═════ Dataset extract

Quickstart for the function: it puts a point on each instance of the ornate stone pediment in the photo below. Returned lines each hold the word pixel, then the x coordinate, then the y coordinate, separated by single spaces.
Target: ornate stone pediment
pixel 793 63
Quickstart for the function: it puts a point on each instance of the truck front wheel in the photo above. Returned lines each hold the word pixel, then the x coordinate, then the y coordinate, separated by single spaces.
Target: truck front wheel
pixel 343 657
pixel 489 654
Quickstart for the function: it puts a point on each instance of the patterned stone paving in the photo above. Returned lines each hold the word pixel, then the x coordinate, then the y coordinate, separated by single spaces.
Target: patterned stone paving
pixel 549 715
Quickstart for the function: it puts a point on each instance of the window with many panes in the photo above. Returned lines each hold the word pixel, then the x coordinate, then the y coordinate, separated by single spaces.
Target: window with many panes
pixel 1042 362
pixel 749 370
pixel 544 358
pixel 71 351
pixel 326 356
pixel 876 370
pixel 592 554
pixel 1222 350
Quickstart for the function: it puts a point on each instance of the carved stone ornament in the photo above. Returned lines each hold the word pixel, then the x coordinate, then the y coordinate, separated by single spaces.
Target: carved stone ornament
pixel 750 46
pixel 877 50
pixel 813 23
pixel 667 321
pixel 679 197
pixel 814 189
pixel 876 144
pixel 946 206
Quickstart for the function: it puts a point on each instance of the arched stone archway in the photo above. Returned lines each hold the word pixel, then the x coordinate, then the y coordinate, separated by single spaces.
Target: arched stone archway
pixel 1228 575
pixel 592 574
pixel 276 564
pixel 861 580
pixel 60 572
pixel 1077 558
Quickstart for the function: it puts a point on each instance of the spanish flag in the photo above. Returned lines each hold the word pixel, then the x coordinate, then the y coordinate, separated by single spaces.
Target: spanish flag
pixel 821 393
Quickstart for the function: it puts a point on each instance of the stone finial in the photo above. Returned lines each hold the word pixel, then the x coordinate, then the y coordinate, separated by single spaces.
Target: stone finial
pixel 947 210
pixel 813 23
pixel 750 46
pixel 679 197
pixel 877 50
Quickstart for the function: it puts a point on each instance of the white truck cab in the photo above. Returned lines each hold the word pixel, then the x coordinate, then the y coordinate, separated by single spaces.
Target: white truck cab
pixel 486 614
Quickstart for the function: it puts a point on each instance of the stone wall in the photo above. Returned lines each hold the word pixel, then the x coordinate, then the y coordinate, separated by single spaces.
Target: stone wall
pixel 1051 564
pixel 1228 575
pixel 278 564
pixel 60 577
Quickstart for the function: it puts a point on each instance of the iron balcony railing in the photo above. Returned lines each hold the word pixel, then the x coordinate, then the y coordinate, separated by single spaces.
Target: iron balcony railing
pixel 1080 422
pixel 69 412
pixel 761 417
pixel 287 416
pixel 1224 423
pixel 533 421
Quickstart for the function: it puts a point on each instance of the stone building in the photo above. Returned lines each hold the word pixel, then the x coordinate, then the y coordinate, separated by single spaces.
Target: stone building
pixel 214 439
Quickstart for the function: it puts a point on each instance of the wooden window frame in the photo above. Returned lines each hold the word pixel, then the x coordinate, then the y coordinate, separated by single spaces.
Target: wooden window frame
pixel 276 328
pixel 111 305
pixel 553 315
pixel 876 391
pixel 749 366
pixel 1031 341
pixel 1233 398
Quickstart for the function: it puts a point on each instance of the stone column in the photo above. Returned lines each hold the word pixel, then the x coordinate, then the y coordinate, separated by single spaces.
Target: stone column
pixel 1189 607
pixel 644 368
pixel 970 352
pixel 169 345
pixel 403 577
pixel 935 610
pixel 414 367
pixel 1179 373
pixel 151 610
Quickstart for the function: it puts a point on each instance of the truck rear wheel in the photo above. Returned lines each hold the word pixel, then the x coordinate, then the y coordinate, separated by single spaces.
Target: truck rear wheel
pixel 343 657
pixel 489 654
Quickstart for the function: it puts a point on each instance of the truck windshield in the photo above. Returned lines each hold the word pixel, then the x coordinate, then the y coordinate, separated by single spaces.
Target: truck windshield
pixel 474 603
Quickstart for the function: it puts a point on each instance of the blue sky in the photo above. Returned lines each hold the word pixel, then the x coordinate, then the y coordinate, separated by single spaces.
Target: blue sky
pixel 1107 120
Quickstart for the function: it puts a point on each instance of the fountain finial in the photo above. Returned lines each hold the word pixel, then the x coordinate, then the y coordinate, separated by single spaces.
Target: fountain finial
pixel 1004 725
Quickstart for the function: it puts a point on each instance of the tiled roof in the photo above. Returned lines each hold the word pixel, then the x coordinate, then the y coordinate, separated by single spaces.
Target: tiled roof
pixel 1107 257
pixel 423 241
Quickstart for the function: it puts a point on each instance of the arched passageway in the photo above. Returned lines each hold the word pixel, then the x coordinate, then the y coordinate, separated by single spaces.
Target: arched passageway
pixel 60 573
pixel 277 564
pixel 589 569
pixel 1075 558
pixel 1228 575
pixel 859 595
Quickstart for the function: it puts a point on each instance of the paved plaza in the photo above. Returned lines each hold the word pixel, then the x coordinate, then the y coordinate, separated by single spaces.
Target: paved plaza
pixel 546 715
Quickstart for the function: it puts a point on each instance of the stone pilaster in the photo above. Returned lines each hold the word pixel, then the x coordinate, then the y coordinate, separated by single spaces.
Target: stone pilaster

══════════

* [Stated exercise]: Repeat every record, exactly as written.

* [Result of the task]:
Quickstart for the function: it puts a point on each instance of the ornate stone pediment in the photo below. Returned lines each hold the word pixel, then the x coordinate, then the y coordinate, separated by single spaces.
Target: ornate stone pediment
pixel 793 63
Quickstart for the function: it puts a point on each instance of the truck front wheel in the photo above. Returned lines each hold the word pixel, then the x coordinate, then the y coordinate, separated by single spaces.
Target: truck front wheel
pixel 343 657
pixel 489 654
Quickstart for the function: it puts a point on each instance of the patterned stone paving in the photo above. Returned lines each hold the word pixel, then the x coordinate, then the y coordinate, separated by single spaces.
Target: patterned stone paving
pixel 549 715
Quickstart for the function: it puts a point on each instance of the window with many panes in the photo above. Returned lines each hold the word pixel, then the x coordinate, then the y coordinate, separated by single spaces.
Target: window with many panes
pixel 1042 362
pixel 749 370
pixel 544 358
pixel 71 351
pixel 326 356
pixel 876 370
pixel 592 554
pixel 1222 350
Quickstart for the function: it puts a point on each instance of the carved stone ornament in the photo above. Returned lines each hold the word pixel, then the x coordinate, then the y coordinate, separated by single spaces.
Target: carved stone ornament
pixel 750 46
pixel 877 50
pixel 813 23
pixel 667 321
pixel 679 197
pixel 814 189
pixel 876 144
pixel 946 206
Quickstart for the function: it puts a point on each instance of the arched stone archway in the photo above. Returned lines each hold the word pixel, then the x coordinate, then the y coordinate, separated by single spaces.
Target: arched stone archway
pixel 1228 575
pixel 592 574
pixel 276 564
pixel 861 580
pixel 60 572
pixel 1077 558
Quickstart for the function: it puts a point on each instance of the spanish flag in the photo above. Returned lines each hold the word pixel, then the x coordinate, then the y coordinate, separated by single spaces.
Target: spanish flag
pixel 821 393
Quickstart for the function: it puts a point on each instance of the stone finial in the photo above. Returned lines each hold the word pixel, then the x coordinate, then the y coordinate, separated by single spaces.
Target: stone finial
pixel 947 210
pixel 813 23
pixel 750 46
pixel 679 197
pixel 877 50
Quickstart for the function: it puts a point on each instance of the white truck cab in the photo above. Returned lines each hold the word pixel, then the x coordinate, then the y coordinate, separated by single spaces.
Target: white truck cab
pixel 486 614
Quickstart for the function: it puts a point on each instance of the stone wall in the photo above. Returned lines each hold the word pixel, then the x coordinate, then the y coordinate, separated by single spaces.
Target: stone wall
pixel 1051 564
pixel 1228 575
pixel 278 564
pixel 60 577
Quickstart for the function: it puts a point on each instance of the iron balcony railing in the photo above. Returned lines each hold the word pixel, then the x coordinate, then the y coordinate, separated by single spaces.
Target: iron balcony railing
pixel 1080 422
pixel 69 412
pixel 761 417
pixel 287 416
pixel 1224 423
pixel 533 421
Quickstart for the function: it puts a point on each instance of the stone building in the photo above. Returned lines each hold the word pixel, then the x coordinate, then the y coordinate, separated by single spaces.
Target: stone building
pixel 214 439
Quickstart for the function: it puts a point on each instance of the wooden window frame in the photo above. Returned lines each hold the word pixel, then the x coordinate, then the y coordinate, separated by single spaces.
Target: wooden window frame
pixel 276 328
pixel 111 305
pixel 553 315
pixel 876 391
pixel 749 366
pixel 1031 341
pixel 1233 398
Quickstart for the function: it puts a point on each instance of the stone column in the photo above. Returned lines each hold the word pixel, then the x coordinate, then the y coordinate, separated by single spaces.
Target: stone column
pixel 1189 607
pixel 644 368
pixel 970 352
pixel 169 345
pixel 403 577
pixel 935 610
pixel 414 367
pixel 1179 373
pixel 151 610
Quickstart for the function: it puts a point on each instance of the truck rear wheel in the photo above. Returned lines each hold the word pixel, then the x coordinate, then the y coordinate, separated by single spaces.
Target: truck rear wheel
pixel 343 657
pixel 489 654
Quickstart for the function: it puts a point on each instance of the truck windshield in the photo above. Returned lines each hold the word pixel, then the x coordinate, then the y coordinate, separated by single spaces.
Target: truck windshield
pixel 474 603
Quickstart for the function: it puts a point on each instance of the blue sky in the photo above. Returned lines each hold the word pixel, then the x coordinate, then the y coordinate, separated by single spaces.
Target: blue sky
pixel 1107 120
Quickstart for the function: it puts a point on each instance of the fountain finial in the photo above. Returned lines each hold the word pixel, then the x coordinate, then the y coordinate, separated by single spaces.
Target: fountain finial
pixel 1004 725
Quickstart for the function: it puts a point on each instance of the tiled roof in the photo above. Returned lines each hold the word pixel, then the x coordinate, then the y coordinate, separated by single spaces.
Target: tiled roof
pixel 1107 257
pixel 423 241
Quickstart for the function: it puts a point on each instance of the arched passageway in the photo above. Returned lines each hold the word pixel, then the x coordinate, then the y coordinate, separated by single spaces.
Target: arched passageway
pixel 60 573
pixel 277 564
pixel 589 569
pixel 1075 558
pixel 1228 575
pixel 859 595
Quickstart for the function: it puts a point on each instance of the paved plaza in the photo above. Returned lines each hold the word pixel, then the x coordinate, then the y coordinate, separated by single spaces.
Target: paved plaza
pixel 546 715
Quickstart for the function: it puts a point on each instance of the stone pilaster in the photo above. Returned lines each hold the word pixel, then the x coordinate, then the y coordinate, separated by single spaces.
Target: stone pilaster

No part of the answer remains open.